| Problem to work on |
Begin the copy at the line containing "Please place a dot on the lamp" and end it at the final line of the material below, reproducing each line exactly, without images.
=== Data in this exercise ===
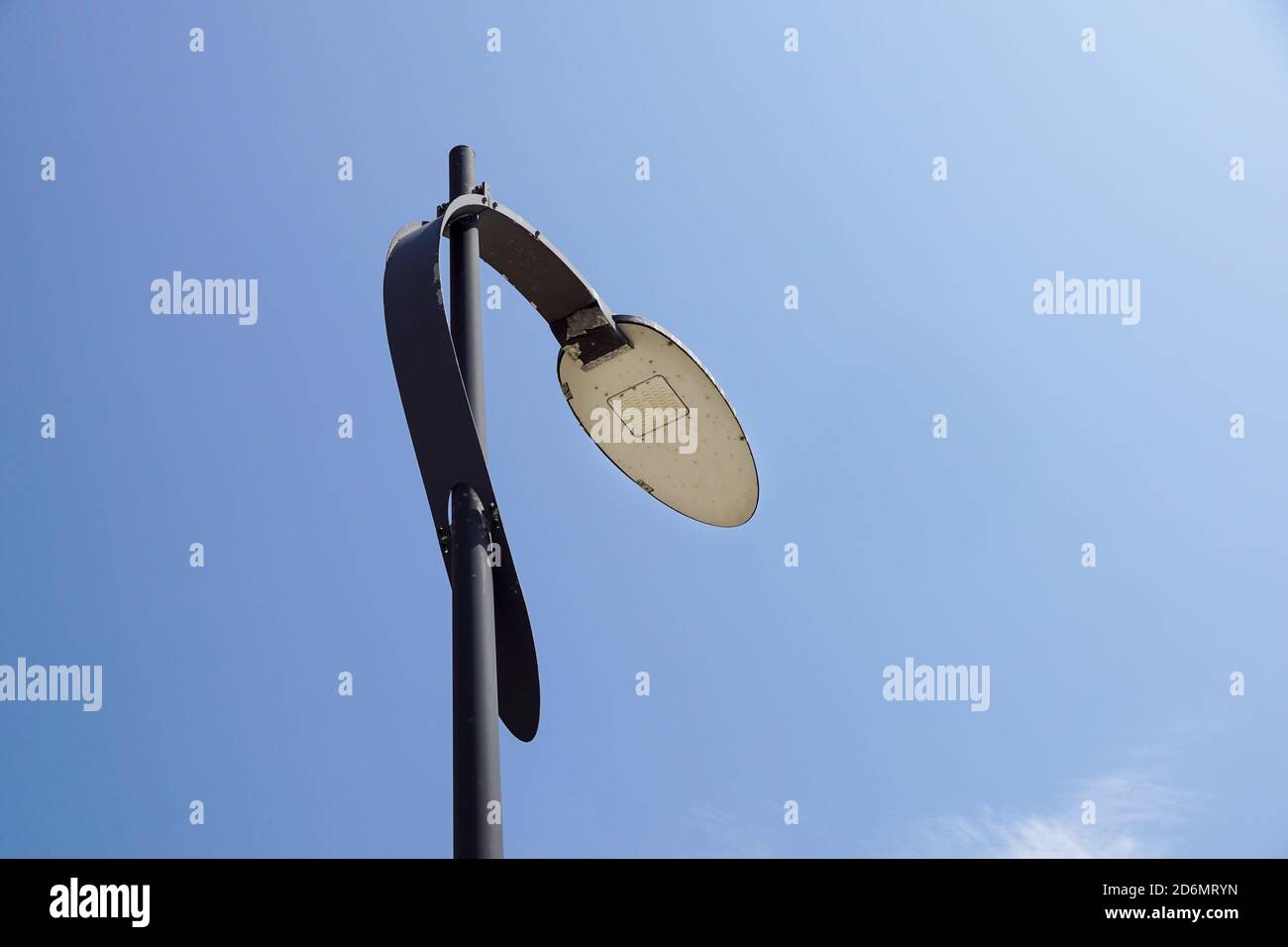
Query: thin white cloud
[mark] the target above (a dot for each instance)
(1133, 819)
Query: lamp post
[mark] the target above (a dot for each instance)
(476, 744)
(640, 394)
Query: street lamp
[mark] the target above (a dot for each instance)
(643, 397)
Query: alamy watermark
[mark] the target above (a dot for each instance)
(913, 682)
(1074, 296)
(179, 296)
(80, 684)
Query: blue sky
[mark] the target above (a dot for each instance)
(768, 169)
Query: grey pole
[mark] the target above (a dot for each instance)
(476, 741)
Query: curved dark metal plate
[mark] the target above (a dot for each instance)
(449, 453)
(437, 407)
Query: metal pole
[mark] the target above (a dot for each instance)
(476, 741)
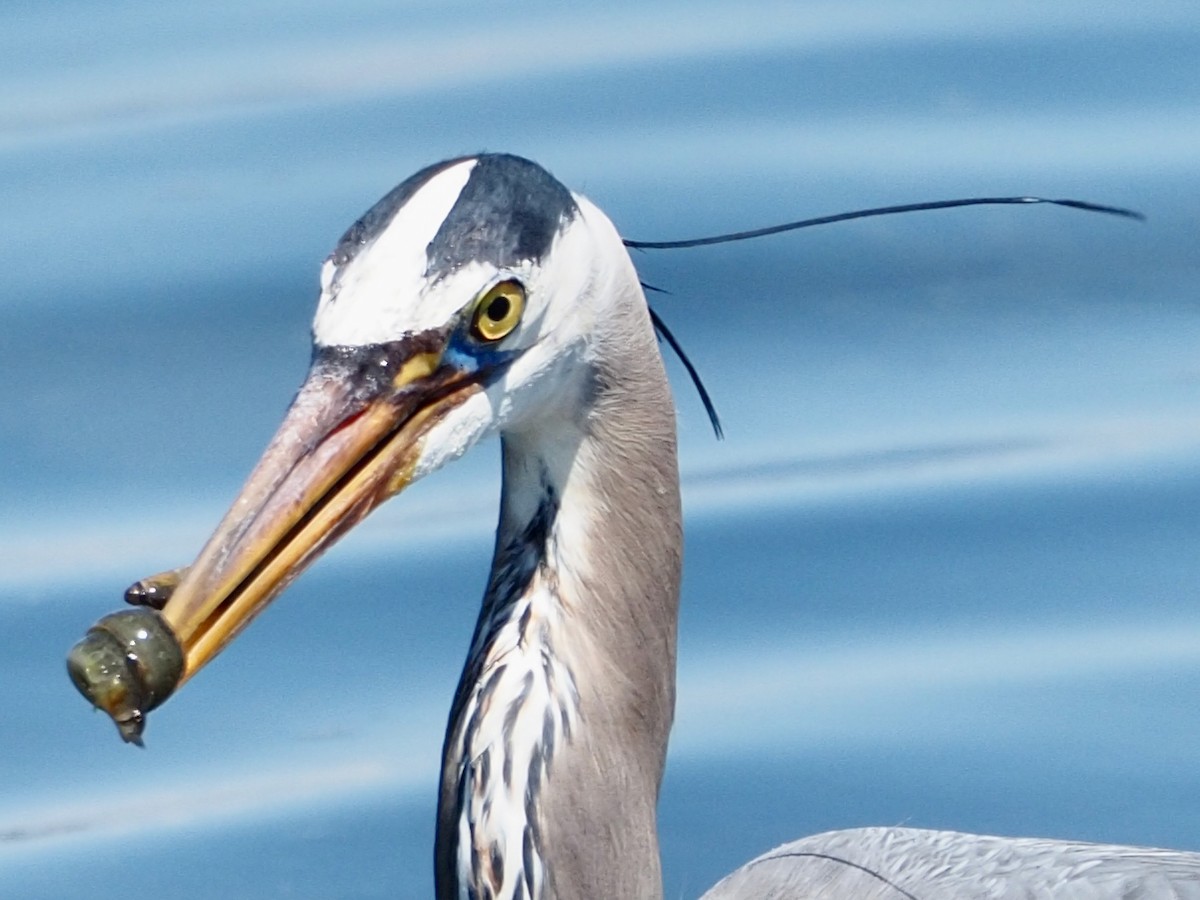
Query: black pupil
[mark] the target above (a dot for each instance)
(498, 310)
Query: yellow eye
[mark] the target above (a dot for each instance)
(498, 311)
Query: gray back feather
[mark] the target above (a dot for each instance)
(915, 864)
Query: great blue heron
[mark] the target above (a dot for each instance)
(481, 297)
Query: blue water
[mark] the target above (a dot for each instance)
(941, 573)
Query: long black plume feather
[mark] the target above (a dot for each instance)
(877, 211)
(665, 333)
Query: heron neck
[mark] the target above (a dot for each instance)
(558, 732)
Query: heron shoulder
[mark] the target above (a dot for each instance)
(918, 864)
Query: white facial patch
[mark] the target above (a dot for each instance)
(381, 293)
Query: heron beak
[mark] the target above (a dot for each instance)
(351, 439)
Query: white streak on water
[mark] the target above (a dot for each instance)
(177, 76)
(39, 557)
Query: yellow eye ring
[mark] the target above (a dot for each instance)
(497, 312)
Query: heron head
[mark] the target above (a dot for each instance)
(468, 300)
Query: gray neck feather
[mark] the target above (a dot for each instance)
(558, 732)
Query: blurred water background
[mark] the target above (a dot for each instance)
(941, 573)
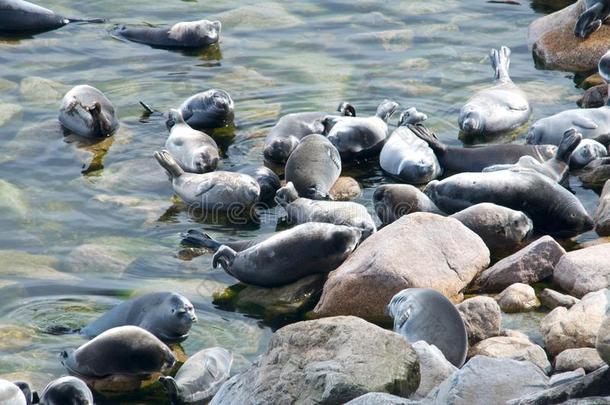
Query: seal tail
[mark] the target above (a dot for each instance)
(500, 62)
(195, 238)
(167, 161)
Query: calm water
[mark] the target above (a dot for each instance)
(82, 227)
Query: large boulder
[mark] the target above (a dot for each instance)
(576, 327)
(529, 265)
(583, 271)
(326, 361)
(418, 250)
(556, 47)
(485, 380)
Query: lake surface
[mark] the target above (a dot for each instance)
(85, 226)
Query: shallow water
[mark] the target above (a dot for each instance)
(274, 58)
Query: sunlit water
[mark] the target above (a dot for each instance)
(274, 58)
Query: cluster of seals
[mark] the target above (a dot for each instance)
(500, 108)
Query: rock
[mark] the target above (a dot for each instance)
(576, 327)
(518, 297)
(434, 368)
(555, 46)
(345, 188)
(602, 214)
(553, 299)
(482, 318)
(326, 361)
(418, 250)
(529, 265)
(583, 271)
(572, 359)
(593, 384)
(485, 380)
(512, 347)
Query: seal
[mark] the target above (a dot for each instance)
(303, 210)
(500, 108)
(19, 17)
(169, 316)
(207, 110)
(67, 390)
(219, 190)
(359, 137)
(189, 34)
(85, 111)
(124, 350)
(195, 151)
(458, 160)
(290, 255)
(313, 167)
(592, 18)
(406, 156)
(200, 377)
(393, 201)
(425, 314)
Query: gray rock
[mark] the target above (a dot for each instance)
(482, 317)
(584, 271)
(518, 297)
(553, 299)
(586, 358)
(418, 250)
(576, 327)
(485, 380)
(529, 265)
(326, 361)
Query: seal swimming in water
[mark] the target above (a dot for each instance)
(500, 108)
(211, 191)
(302, 210)
(195, 151)
(313, 167)
(169, 316)
(425, 314)
(596, 12)
(66, 390)
(406, 156)
(359, 137)
(85, 111)
(189, 34)
(124, 350)
(290, 255)
(23, 17)
(200, 377)
(458, 160)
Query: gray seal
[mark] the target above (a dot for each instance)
(195, 151)
(301, 210)
(500, 108)
(313, 167)
(200, 377)
(393, 201)
(18, 17)
(207, 110)
(219, 190)
(85, 111)
(425, 314)
(359, 137)
(458, 160)
(124, 350)
(66, 390)
(169, 316)
(290, 255)
(594, 14)
(189, 34)
(406, 156)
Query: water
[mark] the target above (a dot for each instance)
(111, 200)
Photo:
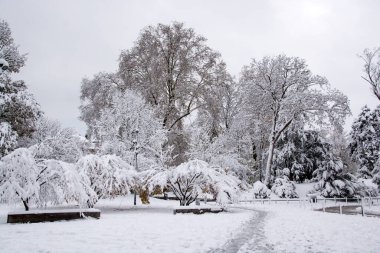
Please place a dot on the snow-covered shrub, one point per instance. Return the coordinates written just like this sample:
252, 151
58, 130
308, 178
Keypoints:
334, 181
108, 175
60, 182
117, 127
192, 179
260, 190
284, 188
42, 181
365, 141
18, 178
52, 141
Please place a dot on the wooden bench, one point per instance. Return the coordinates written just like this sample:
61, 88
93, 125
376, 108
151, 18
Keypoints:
199, 210
51, 215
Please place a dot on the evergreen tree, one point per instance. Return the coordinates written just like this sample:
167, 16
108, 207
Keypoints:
302, 152
334, 180
365, 141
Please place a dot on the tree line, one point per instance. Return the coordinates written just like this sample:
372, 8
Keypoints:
172, 102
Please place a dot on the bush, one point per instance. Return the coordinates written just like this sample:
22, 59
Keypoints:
284, 188
260, 190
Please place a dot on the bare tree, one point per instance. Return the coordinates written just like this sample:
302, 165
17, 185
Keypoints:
371, 60
176, 71
282, 90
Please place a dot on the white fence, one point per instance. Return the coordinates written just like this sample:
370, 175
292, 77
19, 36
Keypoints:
320, 203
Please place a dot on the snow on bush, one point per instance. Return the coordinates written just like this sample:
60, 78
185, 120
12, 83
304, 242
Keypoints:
41, 182
19, 175
108, 175
192, 179
334, 181
260, 190
60, 182
284, 188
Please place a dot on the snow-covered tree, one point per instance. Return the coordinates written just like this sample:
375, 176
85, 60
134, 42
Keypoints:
96, 95
8, 139
60, 182
109, 175
284, 188
371, 60
117, 127
334, 180
19, 178
283, 91
42, 181
365, 141
260, 190
18, 108
175, 71
301, 151
376, 173
51, 141
192, 179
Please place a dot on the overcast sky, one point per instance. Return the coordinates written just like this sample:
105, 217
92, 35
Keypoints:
69, 40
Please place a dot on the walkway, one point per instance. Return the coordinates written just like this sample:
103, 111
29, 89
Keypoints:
251, 238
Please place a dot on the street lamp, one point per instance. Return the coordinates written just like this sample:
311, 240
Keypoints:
3, 65
135, 146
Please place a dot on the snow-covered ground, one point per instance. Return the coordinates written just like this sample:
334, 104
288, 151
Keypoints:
292, 227
123, 228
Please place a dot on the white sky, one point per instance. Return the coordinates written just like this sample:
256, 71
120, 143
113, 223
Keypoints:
69, 40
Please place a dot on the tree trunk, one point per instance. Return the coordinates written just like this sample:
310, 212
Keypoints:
269, 162
25, 202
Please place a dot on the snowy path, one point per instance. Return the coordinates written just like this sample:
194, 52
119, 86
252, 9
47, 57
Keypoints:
251, 238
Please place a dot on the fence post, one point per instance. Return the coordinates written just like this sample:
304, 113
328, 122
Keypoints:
362, 207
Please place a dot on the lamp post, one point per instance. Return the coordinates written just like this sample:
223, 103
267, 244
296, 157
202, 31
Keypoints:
3, 65
135, 134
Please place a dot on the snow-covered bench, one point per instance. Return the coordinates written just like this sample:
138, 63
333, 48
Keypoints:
198, 210
51, 215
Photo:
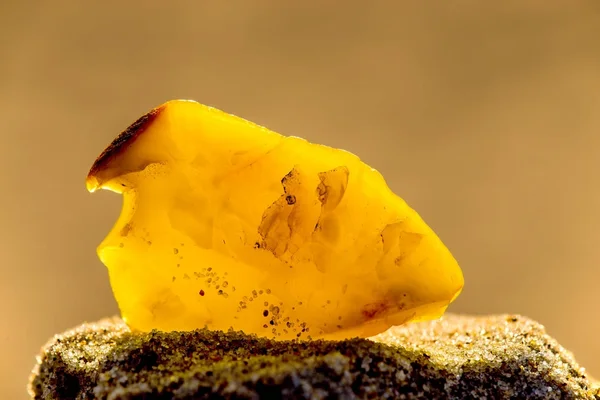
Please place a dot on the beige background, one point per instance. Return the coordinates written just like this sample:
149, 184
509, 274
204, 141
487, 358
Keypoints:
485, 116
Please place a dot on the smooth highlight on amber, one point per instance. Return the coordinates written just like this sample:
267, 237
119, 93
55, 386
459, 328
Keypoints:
226, 224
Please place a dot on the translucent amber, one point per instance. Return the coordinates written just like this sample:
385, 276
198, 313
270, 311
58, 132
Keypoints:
===
| Exercise result |
Please place a dot on the lamp post, one point per instance. Return the coordinates written just like this sample:
223, 103
267, 244
296, 157
202, 31
Keypoints:
3, 65
135, 134
Please place a dot on the snow-covered bench, one point per instance. Return the coordinates written just like this sample:
138, 63
333, 48
Keypoints:
198, 210
51, 215
Photo:
Please place a dot on the beige background, one point per instance. Return the coordinates written just like this sample:
149, 184
509, 274
204, 141
487, 358
Keypoints:
485, 116
Please place a dot on the smooth highlight on amber, one point per instance. Return the coordinates written just like this sample:
267, 237
119, 93
55, 386
459, 328
Keypoints:
226, 224
Please place a dot on the translucent amber, one point per instance. Return the coordinates written just like this sample:
385, 276
198, 313
270, 311
58, 132
Keypoints:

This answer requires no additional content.